> [Brief]: Swap "Would you mind pointing out" for "Could you mark" everywhere it occurs in the items below, and leave every other word and mark as it is.

> [Location labeling items]:
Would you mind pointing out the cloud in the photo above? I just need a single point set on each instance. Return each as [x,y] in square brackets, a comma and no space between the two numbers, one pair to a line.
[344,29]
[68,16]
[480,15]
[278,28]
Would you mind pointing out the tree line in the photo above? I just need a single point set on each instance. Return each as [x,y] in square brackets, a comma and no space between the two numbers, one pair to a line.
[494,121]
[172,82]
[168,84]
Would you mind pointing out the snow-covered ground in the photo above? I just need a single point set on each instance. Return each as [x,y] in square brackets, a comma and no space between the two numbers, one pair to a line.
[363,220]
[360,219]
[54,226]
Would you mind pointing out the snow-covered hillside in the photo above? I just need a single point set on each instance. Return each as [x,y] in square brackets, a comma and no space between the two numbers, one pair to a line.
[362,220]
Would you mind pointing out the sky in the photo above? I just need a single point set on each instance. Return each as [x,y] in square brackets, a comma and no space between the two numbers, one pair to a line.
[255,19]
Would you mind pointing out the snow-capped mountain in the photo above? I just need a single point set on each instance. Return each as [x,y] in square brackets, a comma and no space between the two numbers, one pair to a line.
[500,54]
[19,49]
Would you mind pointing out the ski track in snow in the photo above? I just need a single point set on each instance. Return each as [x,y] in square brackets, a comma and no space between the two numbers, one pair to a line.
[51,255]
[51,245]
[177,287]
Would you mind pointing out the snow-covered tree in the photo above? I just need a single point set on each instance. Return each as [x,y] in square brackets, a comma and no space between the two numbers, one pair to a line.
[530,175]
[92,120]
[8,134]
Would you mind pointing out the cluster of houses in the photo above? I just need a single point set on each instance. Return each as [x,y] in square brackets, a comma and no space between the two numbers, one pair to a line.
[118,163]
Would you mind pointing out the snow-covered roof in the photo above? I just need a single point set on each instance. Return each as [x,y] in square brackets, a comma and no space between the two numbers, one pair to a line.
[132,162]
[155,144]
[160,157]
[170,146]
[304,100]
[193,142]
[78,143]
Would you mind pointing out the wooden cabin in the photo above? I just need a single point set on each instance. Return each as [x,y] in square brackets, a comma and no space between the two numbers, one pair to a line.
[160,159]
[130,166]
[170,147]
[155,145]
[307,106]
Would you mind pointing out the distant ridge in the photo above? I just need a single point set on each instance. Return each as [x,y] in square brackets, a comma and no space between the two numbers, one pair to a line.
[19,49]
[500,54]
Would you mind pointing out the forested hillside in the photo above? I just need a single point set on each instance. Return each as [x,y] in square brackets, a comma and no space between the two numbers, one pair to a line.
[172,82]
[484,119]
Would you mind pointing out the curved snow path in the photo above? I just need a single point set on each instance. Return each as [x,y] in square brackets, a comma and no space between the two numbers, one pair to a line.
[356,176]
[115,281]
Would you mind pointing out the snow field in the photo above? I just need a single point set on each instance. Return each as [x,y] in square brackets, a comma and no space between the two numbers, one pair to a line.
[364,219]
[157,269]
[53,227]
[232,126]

> [Solution below]:
Could you mark the cloud in the photo above? I just need a single point set on each instance. Return each as [x,y] in square brackets, a comma and no space between the two numbers, one pair to a line.
[344,29]
[68,16]
[480,15]
[278,28]
Could you mark the tree line in the photo above? I just need a single point set on each instance. Return each as [x,y] in square brackets, a comma and no space between the two numbers, one pair to a line.
[494,121]
[172,82]
[168,84]
Could you mark the snow-covered ground in the photo above? I just need a single point set on each instance. Return each as [x,y] in square brackets, a comma and no space between the two numbers, one pair to a line.
[363,220]
[360,219]
[54,226]
Could you mark the snow-covered hillside in the photo above? I just need a single point set on each instance. Return each as [x,y] in square brackets, a comma and no space between the two numbers, one pair to a line.
[362,220]
Could you mark the sky in the photo above? I just need a single point set on each instance. Return each as [x,y] in square brackets, a comma and no space between the two numbers, one pair to a line.
[255,19]
Could you mark the snow-capped mountain in the photo above? I just need a single point set on each instance. Return each as [x,y] in square brackets, a comma and no space between the two numbers, one pair to a line.
[500,54]
[19,49]
Could you mark the ski track in snow in the photo above? I just need a single point set on each instance. Return each as [x,y] in square brackets, a comma and no space between the two numbers, one pair to a line.
[51,255]
[51,245]
[177,287]
Could you mark the snow-covered tree in the photo above? I just need a single point set on each instance. Return each as [x,y] in square brackets, a comma and no space between the two numbers, one pair to a line.
[530,175]
[92,120]
[8,134]
Could you mark the cluster of houses in the photo above? I just need a single point set on each instance. Return each as [x,y] in square brackets, a comma and no space between the two numbers, one pair to a line.
[118,163]
Could you mark the snow-covered roof in the photo above? I just need a single point set on each instance. Return each as [x,y] in square brackets, a comma and no space between the two numbers, one pair to a line.
[132,162]
[155,144]
[160,157]
[170,146]
[304,100]
[193,142]
[78,143]
Could you mark the wooden cabin in the photo above? I just need a single point set on each instance. Return each as [x,y] in square brackets, a comma and no space between the two numbers, one pair to a line.
[160,159]
[130,166]
[170,147]
[155,145]
[307,106]
Could you mark the distant ridge in the photo above? I just need a single point set on each instance. Return each as [x,y] in square brackets, a comma and no space between the two numbers, one pair to a line.
[19,49]
[500,54]
Could you mark the forested hillside in the photo above? I just need a single point set on each instance. Return each as [x,y] in square brackets, a comma and no space between the two numbers, one pair to a line.
[172,82]
[484,119]
Could you mark the curved snow path in the photo above? I just need a single point set on each instance. Return each as [x,y] in square brackets, a comma and no space between the two numbers, one pair to a line.
[356,176]
[115,281]
Could you mark the snow field in the photo above? I just need a single point set on each instance. Return each as [x,y] in square brackets, a comma and no space between the two numbers, one pair to a line.
[364,219]
[157,269]
[53,227]
[232,126]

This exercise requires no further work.